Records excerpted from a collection
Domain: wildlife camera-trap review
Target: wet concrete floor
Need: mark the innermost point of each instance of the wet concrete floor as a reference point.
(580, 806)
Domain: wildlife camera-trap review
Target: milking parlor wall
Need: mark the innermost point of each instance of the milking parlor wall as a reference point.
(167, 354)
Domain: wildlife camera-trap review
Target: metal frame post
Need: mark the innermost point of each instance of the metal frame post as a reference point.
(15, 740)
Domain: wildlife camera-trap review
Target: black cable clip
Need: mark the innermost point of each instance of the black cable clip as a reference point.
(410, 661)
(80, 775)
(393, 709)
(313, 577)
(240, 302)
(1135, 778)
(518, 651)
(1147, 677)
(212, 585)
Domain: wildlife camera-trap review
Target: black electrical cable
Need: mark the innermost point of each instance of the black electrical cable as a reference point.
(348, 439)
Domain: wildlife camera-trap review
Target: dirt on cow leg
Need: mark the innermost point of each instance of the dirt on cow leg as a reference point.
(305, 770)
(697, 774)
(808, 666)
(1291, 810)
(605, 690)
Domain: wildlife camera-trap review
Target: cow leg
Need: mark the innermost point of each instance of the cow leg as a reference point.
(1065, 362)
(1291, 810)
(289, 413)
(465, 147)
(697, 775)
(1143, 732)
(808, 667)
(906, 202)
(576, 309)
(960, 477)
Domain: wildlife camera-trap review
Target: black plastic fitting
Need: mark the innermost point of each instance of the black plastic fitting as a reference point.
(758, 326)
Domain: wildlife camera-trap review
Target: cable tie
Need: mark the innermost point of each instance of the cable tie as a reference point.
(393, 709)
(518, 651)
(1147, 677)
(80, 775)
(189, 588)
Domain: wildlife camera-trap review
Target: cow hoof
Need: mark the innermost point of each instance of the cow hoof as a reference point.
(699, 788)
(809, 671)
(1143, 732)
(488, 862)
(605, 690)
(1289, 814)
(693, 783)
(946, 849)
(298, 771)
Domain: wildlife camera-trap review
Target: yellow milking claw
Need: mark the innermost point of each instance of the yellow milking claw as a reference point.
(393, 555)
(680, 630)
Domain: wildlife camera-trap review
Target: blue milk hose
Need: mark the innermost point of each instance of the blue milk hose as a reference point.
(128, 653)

* **Your goal**
Give back the whole listing exactly as it reads.

* **Solution to this task**
Domain: wildlife camera-trap review
Target: wet concrete floor
Need: mark the innermost point of each instance of the wet concrete floor as a reference point.
(580, 806)
Domain: wildlife camera-trap review
Target: milking parlor wall
Need: mark the innermost point of each instance of the milking parlor wall as a reference point.
(167, 354)
Domain: wildlife camera-trap review
Target: metal frame post
Need: mark the innermost point of each instance of the metal frame post as a reference point.
(15, 740)
Domain: wildlife camera-trap review
Target: black cable clip
Need: mark the innermost point of each instance of the black cable clip as a reference point.
(410, 661)
(80, 775)
(393, 709)
(313, 577)
(240, 302)
(1135, 778)
(518, 651)
(1147, 677)
(212, 585)
Domain: wildlife camera-trap review
Target: black electrical cable
Need: mark the innermost point of each instance of the black electrical cable as a reference point.
(348, 439)
Domain: wildlife camera-trap review
Target: dirt on cow leg
Need: mark the innermost point of each instance of the dirt on cow leg as a reference point.
(305, 770)
(697, 774)
(808, 666)
(1291, 810)
(605, 690)
Domain: wildlife camera-trap review
Target: cow leg
Need: mark the innermost point of each instance of the cow leg as a reference point.
(1065, 362)
(1291, 810)
(289, 413)
(465, 147)
(697, 775)
(1143, 732)
(808, 667)
(906, 202)
(576, 309)
(960, 477)
Domain: wildlife camera-trap review
Target: black plastic fitting
Need: mark the innermost point of each instance of the black plastic fitting as a reference point.
(758, 326)
Domain: wildlife camera-trap review
Target: cable tie
Need: mark the innermost point of each instance of the cable tie as a reference point.
(393, 709)
(518, 651)
(1147, 677)
(80, 775)
(189, 588)
Domain: wildlife camera-trap review
Target: cow hoof
Need: mark the innermost point of each instance of the cow hoof as a reference point.
(699, 788)
(809, 671)
(1143, 732)
(488, 862)
(605, 690)
(1289, 814)
(693, 783)
(946, 849)
(298, 771)
Domain: wildlife camera-trap review
Target: yellow milking claw
Need: mark the innermost point of each instance of the yellow milking claw as a reference point.
(393, 555)
(680, 630)
Domain: wildlife camera-trap review
Target: blue milk hose
Need: mark the innermost point of each instance of the blue milk hose as a reference point.
(128, 653)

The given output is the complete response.